> [Do this]: Copy the records below exactly, leaving out any pictures.

Photo-based point labeling data

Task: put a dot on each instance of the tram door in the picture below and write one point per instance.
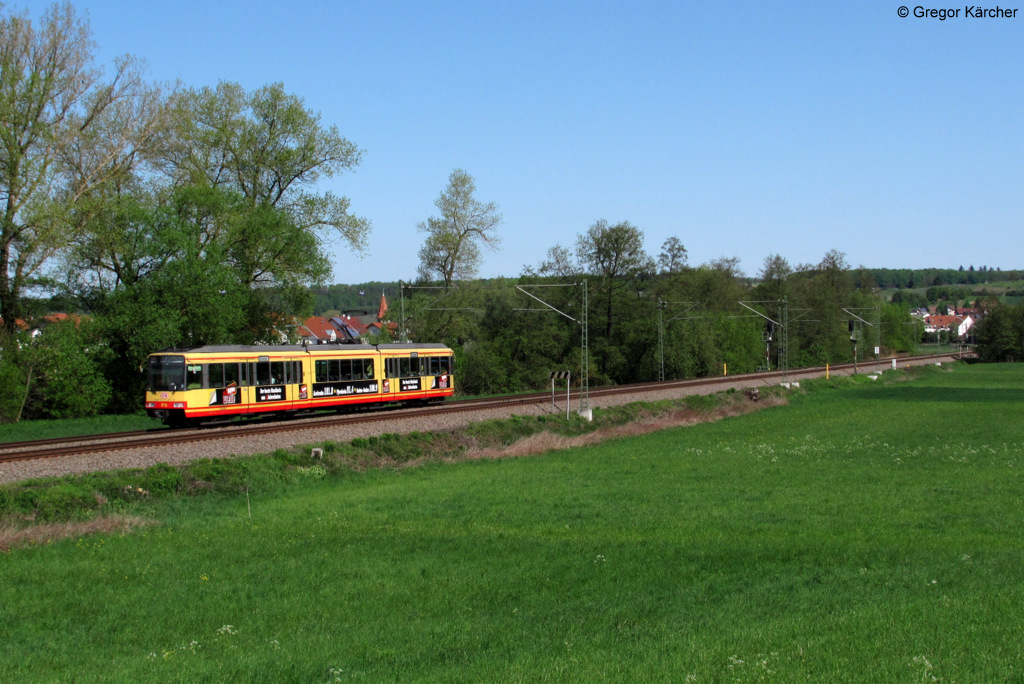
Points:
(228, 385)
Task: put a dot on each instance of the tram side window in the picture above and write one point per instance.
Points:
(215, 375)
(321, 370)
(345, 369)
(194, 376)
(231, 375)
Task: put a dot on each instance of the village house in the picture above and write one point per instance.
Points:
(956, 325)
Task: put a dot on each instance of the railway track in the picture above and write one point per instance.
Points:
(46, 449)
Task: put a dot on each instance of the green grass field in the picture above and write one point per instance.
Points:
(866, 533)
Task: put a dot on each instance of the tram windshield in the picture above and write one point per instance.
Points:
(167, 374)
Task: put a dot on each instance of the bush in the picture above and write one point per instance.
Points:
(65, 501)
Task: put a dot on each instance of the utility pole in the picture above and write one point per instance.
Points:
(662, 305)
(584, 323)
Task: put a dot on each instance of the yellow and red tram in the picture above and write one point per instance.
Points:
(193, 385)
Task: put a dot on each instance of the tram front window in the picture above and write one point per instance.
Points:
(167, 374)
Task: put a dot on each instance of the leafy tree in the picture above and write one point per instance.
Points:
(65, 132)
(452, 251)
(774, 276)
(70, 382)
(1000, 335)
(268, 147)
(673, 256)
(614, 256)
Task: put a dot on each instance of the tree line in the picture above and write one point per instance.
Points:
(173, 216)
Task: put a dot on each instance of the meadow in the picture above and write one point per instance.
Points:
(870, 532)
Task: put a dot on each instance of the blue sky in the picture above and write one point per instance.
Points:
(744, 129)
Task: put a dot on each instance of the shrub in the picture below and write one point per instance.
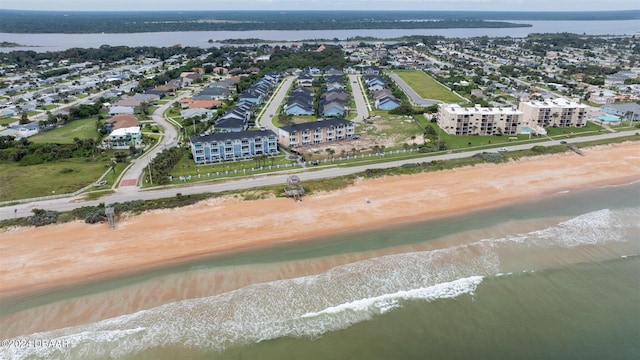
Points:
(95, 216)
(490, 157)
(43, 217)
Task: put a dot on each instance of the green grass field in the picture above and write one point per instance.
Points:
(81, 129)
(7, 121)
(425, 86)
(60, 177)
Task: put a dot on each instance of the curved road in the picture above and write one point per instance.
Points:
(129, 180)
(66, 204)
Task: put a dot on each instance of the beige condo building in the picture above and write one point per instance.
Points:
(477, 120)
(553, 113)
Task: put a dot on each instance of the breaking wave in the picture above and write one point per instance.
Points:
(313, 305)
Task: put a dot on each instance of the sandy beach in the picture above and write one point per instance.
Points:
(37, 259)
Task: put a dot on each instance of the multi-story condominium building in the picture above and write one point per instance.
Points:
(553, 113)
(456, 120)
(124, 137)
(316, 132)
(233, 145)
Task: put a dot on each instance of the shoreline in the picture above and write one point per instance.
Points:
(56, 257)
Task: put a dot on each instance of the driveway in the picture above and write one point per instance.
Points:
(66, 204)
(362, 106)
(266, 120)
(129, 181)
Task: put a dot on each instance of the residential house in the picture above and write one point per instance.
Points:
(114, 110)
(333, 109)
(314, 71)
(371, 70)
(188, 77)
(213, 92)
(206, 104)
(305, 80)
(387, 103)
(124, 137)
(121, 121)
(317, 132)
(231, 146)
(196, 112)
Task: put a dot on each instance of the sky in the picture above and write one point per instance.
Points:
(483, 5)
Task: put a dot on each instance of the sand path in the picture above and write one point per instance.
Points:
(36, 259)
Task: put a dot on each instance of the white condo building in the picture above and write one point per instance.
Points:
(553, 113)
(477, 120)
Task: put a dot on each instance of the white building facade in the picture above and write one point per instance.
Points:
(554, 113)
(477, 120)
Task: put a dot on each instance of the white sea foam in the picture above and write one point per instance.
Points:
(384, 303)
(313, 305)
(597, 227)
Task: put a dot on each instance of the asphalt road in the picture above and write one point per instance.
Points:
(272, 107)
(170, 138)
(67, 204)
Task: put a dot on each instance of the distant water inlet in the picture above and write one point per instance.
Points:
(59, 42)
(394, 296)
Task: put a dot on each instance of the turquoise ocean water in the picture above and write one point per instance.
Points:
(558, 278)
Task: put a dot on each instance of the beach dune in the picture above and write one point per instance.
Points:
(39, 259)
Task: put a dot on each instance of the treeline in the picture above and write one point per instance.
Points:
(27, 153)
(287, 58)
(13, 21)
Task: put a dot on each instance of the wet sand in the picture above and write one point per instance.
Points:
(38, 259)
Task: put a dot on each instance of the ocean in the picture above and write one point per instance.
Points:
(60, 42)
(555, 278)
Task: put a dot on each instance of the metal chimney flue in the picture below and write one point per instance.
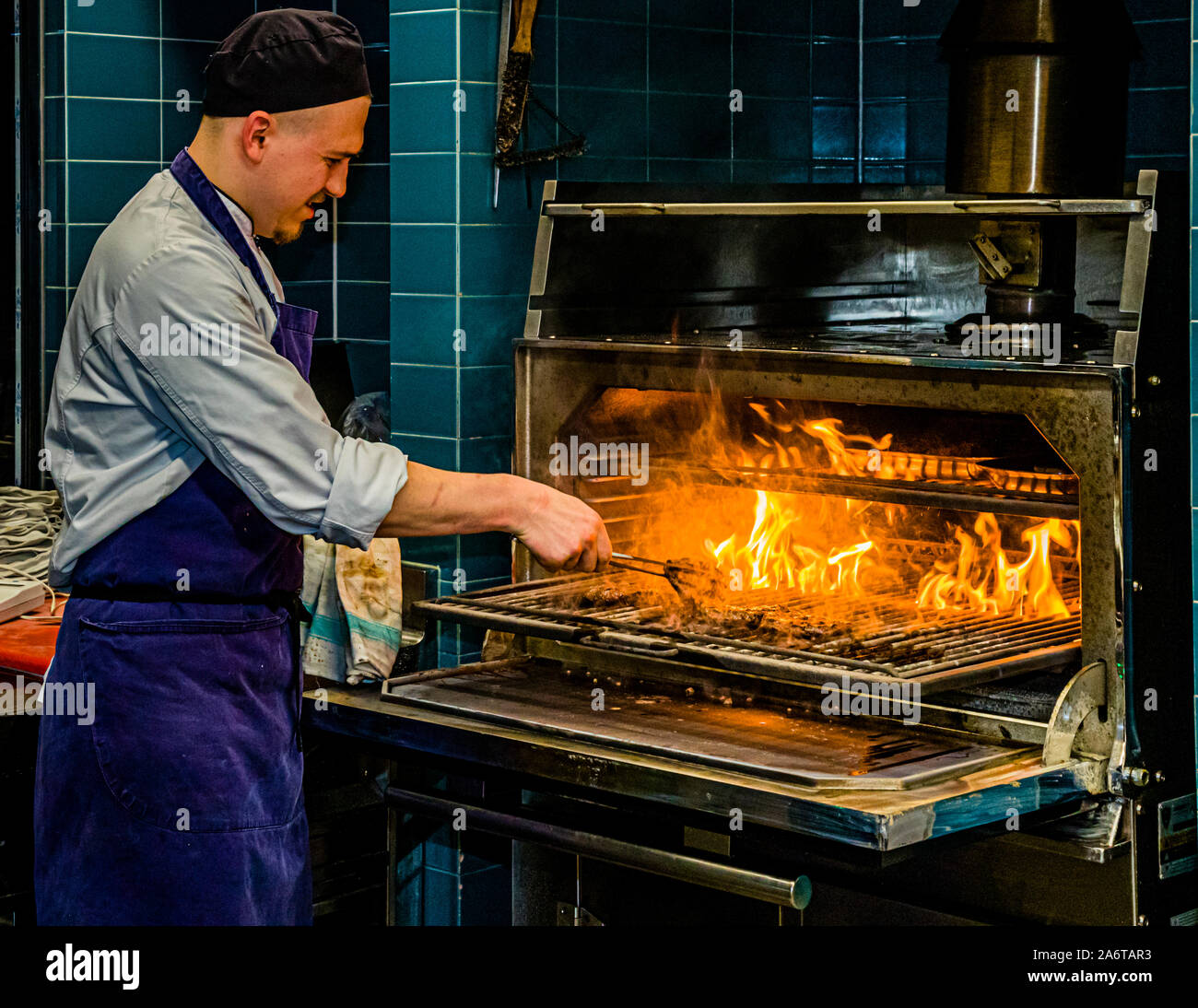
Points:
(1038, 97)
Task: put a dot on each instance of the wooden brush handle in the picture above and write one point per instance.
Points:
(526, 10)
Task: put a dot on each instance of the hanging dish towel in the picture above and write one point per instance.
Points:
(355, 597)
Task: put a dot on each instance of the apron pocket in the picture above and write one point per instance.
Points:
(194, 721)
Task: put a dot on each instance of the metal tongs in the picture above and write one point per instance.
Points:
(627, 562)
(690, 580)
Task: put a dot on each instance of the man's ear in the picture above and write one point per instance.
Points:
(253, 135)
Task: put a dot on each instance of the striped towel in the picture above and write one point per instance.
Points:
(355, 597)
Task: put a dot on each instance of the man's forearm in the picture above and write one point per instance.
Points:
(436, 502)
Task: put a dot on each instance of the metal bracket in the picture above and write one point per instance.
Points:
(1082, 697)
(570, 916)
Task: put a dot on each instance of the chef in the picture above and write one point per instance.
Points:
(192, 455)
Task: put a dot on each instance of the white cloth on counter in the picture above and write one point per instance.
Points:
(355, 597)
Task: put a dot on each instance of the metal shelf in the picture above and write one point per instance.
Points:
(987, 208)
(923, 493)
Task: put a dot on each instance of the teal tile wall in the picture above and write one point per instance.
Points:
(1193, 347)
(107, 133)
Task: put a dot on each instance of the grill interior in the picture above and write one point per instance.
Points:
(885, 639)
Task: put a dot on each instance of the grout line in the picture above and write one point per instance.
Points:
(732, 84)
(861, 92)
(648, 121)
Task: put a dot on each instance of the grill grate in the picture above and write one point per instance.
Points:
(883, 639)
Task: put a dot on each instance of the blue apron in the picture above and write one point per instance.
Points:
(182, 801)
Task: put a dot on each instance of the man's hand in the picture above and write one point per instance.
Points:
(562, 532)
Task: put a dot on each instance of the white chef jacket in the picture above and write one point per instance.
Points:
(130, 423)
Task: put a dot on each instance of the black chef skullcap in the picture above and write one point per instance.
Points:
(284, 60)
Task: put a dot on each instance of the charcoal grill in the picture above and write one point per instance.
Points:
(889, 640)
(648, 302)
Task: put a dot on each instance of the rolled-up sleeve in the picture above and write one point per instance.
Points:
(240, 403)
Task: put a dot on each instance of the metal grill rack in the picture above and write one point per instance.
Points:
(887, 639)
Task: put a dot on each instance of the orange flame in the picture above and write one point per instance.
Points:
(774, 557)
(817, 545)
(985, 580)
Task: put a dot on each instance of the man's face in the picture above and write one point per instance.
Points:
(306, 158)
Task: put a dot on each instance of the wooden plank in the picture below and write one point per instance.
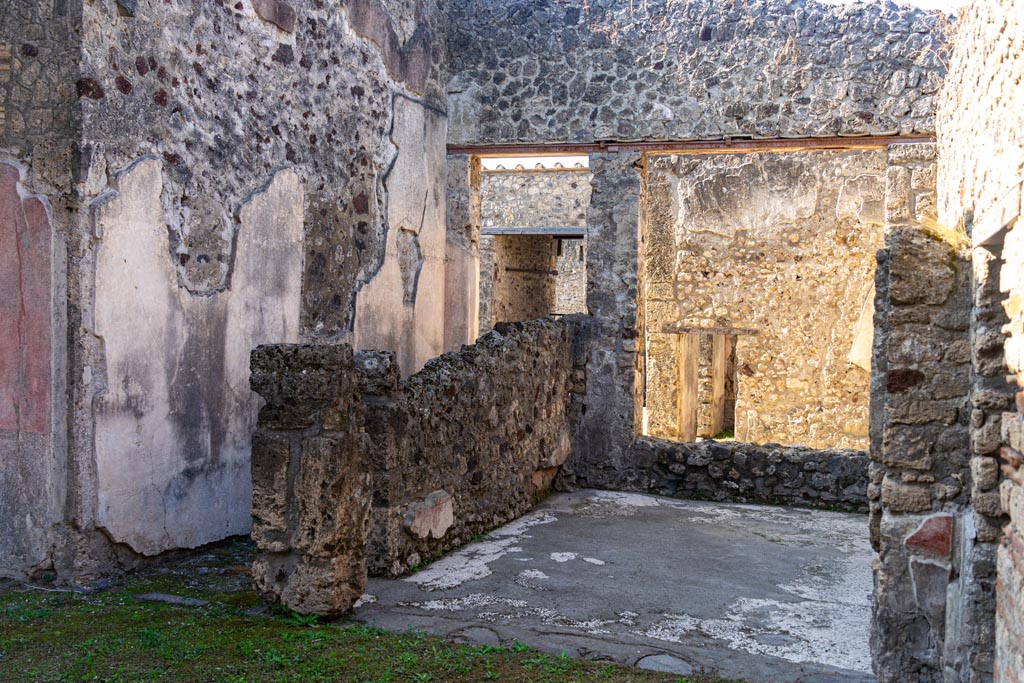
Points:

> [Written solution]:
Task: put a dot on each instance of the tram door in the picture below and write one point per instance.
Points:
(228, 385)
Task: put a dot on each instance of the tram side window in the picture above and write one point per instance.
Points:
(215, 375)
(321, 370)
(345, 369)
(194, 376)
(231, 375)
Task: put a dot on each instance of the village house in the picture above and write one point per instance.
Points:
(956, 325)
Task: put a dot on each instance of the railway track in the picture above and write one point per instance.
Points:
(46, 449)
Task: put a dot on each instance of the green grass field in the picture above and write one point per instance.
Points:
(866, 533)
Task: put a dot on each instance of the tram windshield in the picture above and write one point per instance.
Points:
(167, 374)
Task: put a dot on each instance of the bush in the picture above and write one point per instance.
Points:
(65, 501)
Task: put a dot on each instance of the utility pole in the picture above and write one point per instance.
Points:
(662, 305)
(584, 323)
Task: put a dot on each instance of the yellow and red tram in the picture above and write one point per instance.
Points:
(193, 385)
Task: put a dot on each instance of the tram front window in the picture above and write one point per instance.
Points:
(167, 374)
Task: put a dot on each instance of the leafy tree in the picture above and write one point per instance.
Points:
(65, 132)
(452, 251)
(774, 276)
(70, 382)
(1000, 335)
(268, 147)
(673, 256)
(614, 256)
Task: put a dot on each instance of the tree line in the picture above and write one point per instance.
Points:
(173, 216)
Task: put a dot on each instance of the meadow in the picture above and write one point per instance.
Points:
(870, 532)
Task: put a dot on each instance of the blue sky in the picture above and write one point per instance.
Points:
(744, 129)
Task: put a dot on each instance of the shrub in the picture below and write one point per instance.
Points:
(95, 216)
(490, 157)
(43, 217)
Task: put a dot on each instance of the green grass field in the picture above and write one point per instance.
Points:
(81, 129)
(7, 121)
(425, 86)
(60, 177)
Task: put a dot on each instance of the curved road in the picture above and write one point per instance.
Points:
(129, 180)
(66, 204)
Task: put a dot on each instance of the beige condo building in the picture above and write one point per instance.
Points:
(477, 120)
(553, 113)
Task: put a dot on each instance of the breaking wave in the picture above and write one point per instance.
Points:
(313, 305)
Task: put a dot on each instance of the sandy beach in the picture above and write one point per instance.
Points:
(37, 259)
Task: put a dot on each instance of the multi-story condominium building in the picture above and write one point per instance.
Points:
(553, 113)
(456, 120)
(124, 137)
(316, 132)
(233, 145)
Task: put a dot on each instance of the shoreline in the picture above and write one point per instance.
Points:
(56, 257)
Task: put a dot on each instance of the driveway in the picture above and write one point per instance.
Points:
(66, 204)
(362, 106)
(266, 120)
(129, 181)
Task: put a dot on each instance of the residential house in the picture above and write one point per instance.
Points:
(114, 110)
(333, 109)
(314, 71)
(371, 70)
(188, 77)
(213, 92)
(206, 104)
(305, 80)
(387, 103)
(124, 137)
(121, 121)
(317, 132)
(231, 146)
(196, 112)
Task: put a dot on each instance of the sky in the picture above and write one point per instance.
Points:
(483, 5)
Task: put a dot on each instance of the sand path in the picture above and write one point per instance.
Points:
(36, 259)
Task: put a dot on each instance of the white condo building in the picture above and write one point per instance.
Points:
(553, 113)
(477, 120)
Task: put a dot on each instance of the white building facade in the picture above and write one point per instance.
Points:
(554, 113)
(477, 120)
Task: put a dot on each instance of the white sea foam in the picture above and write one point per instance.
Points:
(384, 303)
(313, 305)
(597, 227)
Task: put a dot on each instance of the asphalt road in the picture above and write one point per instance.
Points:
(272, 107)
(170, 138)
(67, 204)
Task: put a dot on each instance of the distant water inlet in the picture above and write one point per instance.
Points:
(59, 42)
(394, 296)
Task: put a dot on each instance of the turquoise ocean water in the picture above and write one point per instance.
Points:
(558, 278)
Task: put a dot on each instance of the beach dune in the picture above and write one point per instance.
Points:
(39, 259)
Task: put a dot on each instance of the treeline in the picture above and write one point per instance.
Points:
(27, 153)
(287, 58)
(13, 21)
Task: put a dot on each instance of the wet sand in the picture above and write one point per instance.
Points:
(38, 259)
Task: put a dot on each instance of the ocean in the picture above and write one point per instance.
Points:
(60, 42)
(555, 278)
Task: put a dot on each instance of the metal chimney flue in the picture below and write one point per instance.
Points:
(1038, 97)
Task: put a dot on each instance of the wooden brush handle in the picture above and write one point per instance.
Points:
(526, 10)
Task: put a dot on each instance of the hanging dish towel in the picture above and write one point per instance.
Points:
(355, 597)
Task: put a dot on each instance of the apron pocket in the picture above and write one point per instance.
Points:
(194, 721)
Task: put a dot on each instance of the metal tongs in the picture above and write one point per instance.
Points:
(627, 562)
(690, 580)
Task: put a dot on each instance of the man's ear in the picture above and write one point per instance.
Points:
(253, 135)
Task: put a dot on each instance of the striped towel in the picture above and write one point per instance.
Points:
(355, 597)
Task: put a dot on each instance of the man's forearm in the picture above and write one point per instance.
Points:
(436, 502)
Task: put a dot on each instance of the metal bracket in the picture above and write one point per instance.
Points:
(1082, 697)
(570, 916)
Task: put a dot on each instance of the chef in the picture above and write one point per instance.
Points:
(192, 455)
Task: put a dot on each instance of the white cloth on counter in the picture above and write one point per instance.
Points:
(355, 597)
Task: put a dot on each instance of the metal shelf in the picture above and write one point per instance.
Points:
(987, 208)
(923, 493)
Task: put a dot on each instance of the teal tile wall in the picture above and write one point per instance.
Points:
(1193, 347)
(107, 133)
Task: put a dot on each instance of the grill interior in the picture above and write one point per instance.
Points:
(885, 639)
Task: put a dot on each instance of the grout line in the picture above and write one point per instance.
Points:
(732, 84)
(861, 92)
(648, 121)
Task: put a dot on each instance of the grill grate in the picture above and write one point per instance.
Points:
(883, 639)
Task: put a dot on each instance of the blue apron in the picture above and write one point per instance.
Points:
(182, 801)
Task: put a dot on each instance of the man's hand in the picture above and write one point per instance.
Points:
(562, 532)
Task: put a dot on each instance of the white chef jacket in the picture above and write one point per instance.
Points:
(130, 423)
Task: put a dot on each instance of the black chef skullcap in the picture above and write one point per instance.
Points:
(284, 60)
Task: put a dot on each instance of the charcoal grill in the picture above and write one point per instance.
Points:
(889, 640)
(648, 302)
Task: put a dot on each instance of the rolled-up sleeve in the picture above and write one point per instance.
Points:
(240, 403)
Task: put a dot on each instance of the metal grill rack in the picture above and write one point per instance.
Points:
(887, 639)
Task: put a dot on each instance of the orange flame in the picture above and write one point per instance.
Points:
(774, 557)
(817, 545)
(985, 580)
Task: put a dot on each instance of the man's face in the picture above and write one point per instance.
Points:
(306, 158)
Task: put a dot on each instance of the wooden plank in the picture below and write one point per instance.
Points:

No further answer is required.